Recorded information =>
----------------
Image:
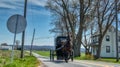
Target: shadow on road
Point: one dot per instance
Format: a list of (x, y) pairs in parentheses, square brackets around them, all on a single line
[(55, 61)]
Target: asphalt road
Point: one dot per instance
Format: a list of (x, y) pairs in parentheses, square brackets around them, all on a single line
[(81, 63)]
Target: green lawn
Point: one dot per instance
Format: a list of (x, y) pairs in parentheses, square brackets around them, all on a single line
[(83, 57), (27, 61)]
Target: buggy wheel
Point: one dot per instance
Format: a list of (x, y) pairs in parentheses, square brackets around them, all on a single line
[(66, 60)]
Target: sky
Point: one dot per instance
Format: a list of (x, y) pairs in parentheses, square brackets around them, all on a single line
[(38, 17)]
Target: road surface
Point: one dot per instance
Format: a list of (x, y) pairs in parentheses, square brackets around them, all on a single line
[(81, 63)]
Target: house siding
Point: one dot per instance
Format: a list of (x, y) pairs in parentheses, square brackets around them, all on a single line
[(111, 43)]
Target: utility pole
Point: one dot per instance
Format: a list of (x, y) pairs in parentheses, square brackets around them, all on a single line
[(117, 56), (23, 33), (32, 42)]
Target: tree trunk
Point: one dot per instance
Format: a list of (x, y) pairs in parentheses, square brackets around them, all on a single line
[(77, 50), (99, 48)]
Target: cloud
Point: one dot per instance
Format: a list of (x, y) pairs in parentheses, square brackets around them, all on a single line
[(15, 6), (38, 2)]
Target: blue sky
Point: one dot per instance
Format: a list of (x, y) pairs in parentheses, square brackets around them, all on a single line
[(38, 17)]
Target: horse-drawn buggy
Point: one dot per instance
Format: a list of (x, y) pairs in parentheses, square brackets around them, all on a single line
[(63, 49)]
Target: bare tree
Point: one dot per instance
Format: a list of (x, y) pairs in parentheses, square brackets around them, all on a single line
[(105, 15)]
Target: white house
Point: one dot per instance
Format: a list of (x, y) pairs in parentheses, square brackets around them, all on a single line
[(108, 48), (6, 47)]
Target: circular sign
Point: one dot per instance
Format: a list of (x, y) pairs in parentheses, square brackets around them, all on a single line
[(16, 24)]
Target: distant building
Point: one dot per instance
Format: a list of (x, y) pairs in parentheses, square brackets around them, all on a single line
[(108, 48)]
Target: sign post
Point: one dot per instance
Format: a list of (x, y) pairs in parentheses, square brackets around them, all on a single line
[(16, 24)]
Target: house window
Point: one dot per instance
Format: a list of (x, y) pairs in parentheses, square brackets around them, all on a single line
----------------
Exercise directions => Out of the preceding entries, pull every line containing the string "sign".

Response to the task =>
Target: circular sign
Target: sign post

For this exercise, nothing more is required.